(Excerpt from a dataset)
▬▬▬▬▬▬▬▬▬▬
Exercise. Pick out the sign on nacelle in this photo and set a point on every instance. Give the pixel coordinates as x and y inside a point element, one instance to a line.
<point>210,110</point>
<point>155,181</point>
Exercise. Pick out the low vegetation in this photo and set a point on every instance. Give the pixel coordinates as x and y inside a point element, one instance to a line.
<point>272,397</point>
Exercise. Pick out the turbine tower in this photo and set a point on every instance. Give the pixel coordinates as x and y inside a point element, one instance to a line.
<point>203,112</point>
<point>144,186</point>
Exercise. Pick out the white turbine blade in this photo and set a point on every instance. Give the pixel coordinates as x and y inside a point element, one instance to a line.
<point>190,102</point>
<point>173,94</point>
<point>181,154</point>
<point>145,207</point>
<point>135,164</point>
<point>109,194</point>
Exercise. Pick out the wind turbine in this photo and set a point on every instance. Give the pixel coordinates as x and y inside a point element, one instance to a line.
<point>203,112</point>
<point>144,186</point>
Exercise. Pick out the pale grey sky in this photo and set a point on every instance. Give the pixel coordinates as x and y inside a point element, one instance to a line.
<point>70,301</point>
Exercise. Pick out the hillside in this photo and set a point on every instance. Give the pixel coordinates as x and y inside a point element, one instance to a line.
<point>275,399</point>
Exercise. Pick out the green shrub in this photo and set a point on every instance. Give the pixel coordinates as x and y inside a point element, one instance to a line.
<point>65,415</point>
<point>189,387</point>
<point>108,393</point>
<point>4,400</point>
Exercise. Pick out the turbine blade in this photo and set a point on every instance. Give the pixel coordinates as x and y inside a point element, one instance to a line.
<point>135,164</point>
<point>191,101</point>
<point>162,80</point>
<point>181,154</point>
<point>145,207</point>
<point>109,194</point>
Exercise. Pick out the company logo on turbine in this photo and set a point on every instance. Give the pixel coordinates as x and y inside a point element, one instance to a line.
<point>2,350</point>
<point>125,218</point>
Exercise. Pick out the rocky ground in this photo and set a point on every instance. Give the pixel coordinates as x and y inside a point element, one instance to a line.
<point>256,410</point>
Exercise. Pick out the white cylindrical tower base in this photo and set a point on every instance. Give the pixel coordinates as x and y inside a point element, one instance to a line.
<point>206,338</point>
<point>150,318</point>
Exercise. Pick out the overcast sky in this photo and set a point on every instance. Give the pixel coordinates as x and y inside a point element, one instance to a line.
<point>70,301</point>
▬▬▬▬▬▬▬▬▬▬
→ Exercise requirements
Extract the lines above and copy each one precisely as it appears.

→ Response to the task
Exercise. Pick out the sign on nacelle in this photo and set a point on every instance. Give the pixel coordinates as x and y inside a point element, one instance to a line.
<point>210,110</point>
<point>155,181</point>
Exercise. Pick out the low vegetation in this photo and set a point on every instance. Give the pixel coordinates as x and y inside a point element, one instance to a line.
<point>272,397</point>
Exercise. Pick out the turbine tower in this photo and set a point on every instance. Give the pixel coordinates as x and y inside a point element, one instance to a line.
<point>203,112</point>
<point>144,186</point>
Exercise. Pick out the white turbine blade in this photo and set a point on every instance. Give the pixel coordinates as x and y inside a point element, one instance to a line.
<point>190,102</point>
<point>173,94</point>
<point>181,154</point>
<point>145,207</point>
<point>135,164</point>
<point>109,194</point>
Exercise. Pick out the wind turbine in this photo and set a point on every instance. Give the pixel coordinates as x and y inside a point element, one instance to a line.
<point>203,112</point>
<point>144,186</point>
Exercise. Pick out the pale grey sky in this photo and set a point on every instance. Give the pixel coordinates as x and y inside a point element, one instance to a line.
<point>70,301</point>
Exercise. Pick out the hillside in this photo and set a point on every instance. Give the pixel coordinates as x and y inside a point element, one instance to a line.
<point>275,399</point>
Exercise. Pick out the green shrub in this photo and set a point on every instance. Give the pixel coordinates as x and y inside a point element, one instance to a line.
<point>65,415</point>
<point>189,387</point>
<point>108,393</point>
<point>4,400</point>
Exercise. Pick out the turbine blade in this photo and set a point on every instance. Give the pixel coordinates as x and y inside a point element, one instance to a line.
<point>135,164</point>
<point>191,101</point>
<point>162,80</point>
<point>181,154</point>
<point>145,207</point>
<point>109,194</point>
Exercise. Pick out the company logo on turbine in this photo and set a point on every instance. Give the pixel coordinates as x and y inside a point element, one instance to a line.
<point>2,350</point>
<point>125,218</point>
Exercise. Pick out the rocky ground in this photo and set a point on every instance. Give the pixel coordinates as x and y inside a point element, one instance to a line.
<point>256,410</point>
Exercise. Pick out the white cylindrical tower base in this photo and set a point on every instance. Give the pixel coordinates as x and y inside a point element, one instance to a line.
<point>206,338</point>
<point>150,318</point>
Exercise. Pick out the overcast sky in this photo and set a point on every instance. Give the pixel coordinates as x and y inside a point element, one instance to a line.
<point>70,301</point>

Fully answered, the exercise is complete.